------ Source material
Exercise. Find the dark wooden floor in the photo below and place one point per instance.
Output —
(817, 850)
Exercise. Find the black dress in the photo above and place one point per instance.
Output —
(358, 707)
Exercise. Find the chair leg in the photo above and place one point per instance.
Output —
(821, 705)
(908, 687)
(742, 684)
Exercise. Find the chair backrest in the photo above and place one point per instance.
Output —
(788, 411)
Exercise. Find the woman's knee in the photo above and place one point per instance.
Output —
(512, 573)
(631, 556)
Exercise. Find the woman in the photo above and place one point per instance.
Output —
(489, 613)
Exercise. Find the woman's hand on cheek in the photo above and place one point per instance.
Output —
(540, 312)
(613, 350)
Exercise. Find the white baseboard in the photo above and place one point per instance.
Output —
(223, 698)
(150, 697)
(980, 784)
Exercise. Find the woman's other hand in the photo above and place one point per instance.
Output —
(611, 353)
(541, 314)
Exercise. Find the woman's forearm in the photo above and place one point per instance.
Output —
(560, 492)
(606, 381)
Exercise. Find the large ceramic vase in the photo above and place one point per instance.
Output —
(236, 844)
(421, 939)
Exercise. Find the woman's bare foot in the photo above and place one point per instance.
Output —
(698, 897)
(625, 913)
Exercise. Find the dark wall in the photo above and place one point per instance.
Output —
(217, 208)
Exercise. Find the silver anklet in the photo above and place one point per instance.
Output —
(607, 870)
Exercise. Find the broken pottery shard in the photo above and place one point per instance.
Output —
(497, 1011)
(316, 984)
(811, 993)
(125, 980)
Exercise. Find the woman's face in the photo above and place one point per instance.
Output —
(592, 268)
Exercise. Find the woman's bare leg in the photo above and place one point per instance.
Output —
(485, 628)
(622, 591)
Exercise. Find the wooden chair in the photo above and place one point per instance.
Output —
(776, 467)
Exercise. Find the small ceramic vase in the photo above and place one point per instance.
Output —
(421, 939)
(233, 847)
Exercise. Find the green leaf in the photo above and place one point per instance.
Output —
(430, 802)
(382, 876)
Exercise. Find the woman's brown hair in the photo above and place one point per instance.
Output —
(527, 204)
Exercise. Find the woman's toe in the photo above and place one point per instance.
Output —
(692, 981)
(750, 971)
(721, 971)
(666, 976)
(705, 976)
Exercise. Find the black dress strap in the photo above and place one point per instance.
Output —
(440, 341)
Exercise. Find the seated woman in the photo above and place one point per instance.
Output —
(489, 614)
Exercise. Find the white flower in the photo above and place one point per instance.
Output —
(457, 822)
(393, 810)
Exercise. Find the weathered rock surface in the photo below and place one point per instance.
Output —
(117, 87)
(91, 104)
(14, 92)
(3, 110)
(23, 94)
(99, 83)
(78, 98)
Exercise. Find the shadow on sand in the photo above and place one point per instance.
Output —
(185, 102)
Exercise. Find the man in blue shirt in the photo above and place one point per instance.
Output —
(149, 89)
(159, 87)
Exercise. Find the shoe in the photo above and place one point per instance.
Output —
------------
Reproduce verbatim the lines from the one containing "Exercise. Find the black dress strap" through the end of the items above.

Exercise. Find the black dress strap in the photo above and place one point per instance.
Output —
(440, 341)
Exercise. Find the seated woman in the photo above and place one point per instance.
Output —
(489, 614)
Exercise. Find the white flower in the photo above and place one point per instance.
Output —
(457, 822)
(393, 810)
Exercise. Find the weathered rock surface in the photo below and place one point per instance.
Output —
(117, 87)
(91, 104)
(14, 92)
(3, 110)
(23, 94)
(99, 83)
(78, 98)
Exercise. Find the shadow on sand in the photo above and place one point per instance.
Output —
(185, 102)
Exercise. Find the man in blue shirt in the photo above and place one point per instance.
Output —
(149, 89)
(159, 87)
Exercise. Find the shoe in the photo above and place one point per instance.
Output —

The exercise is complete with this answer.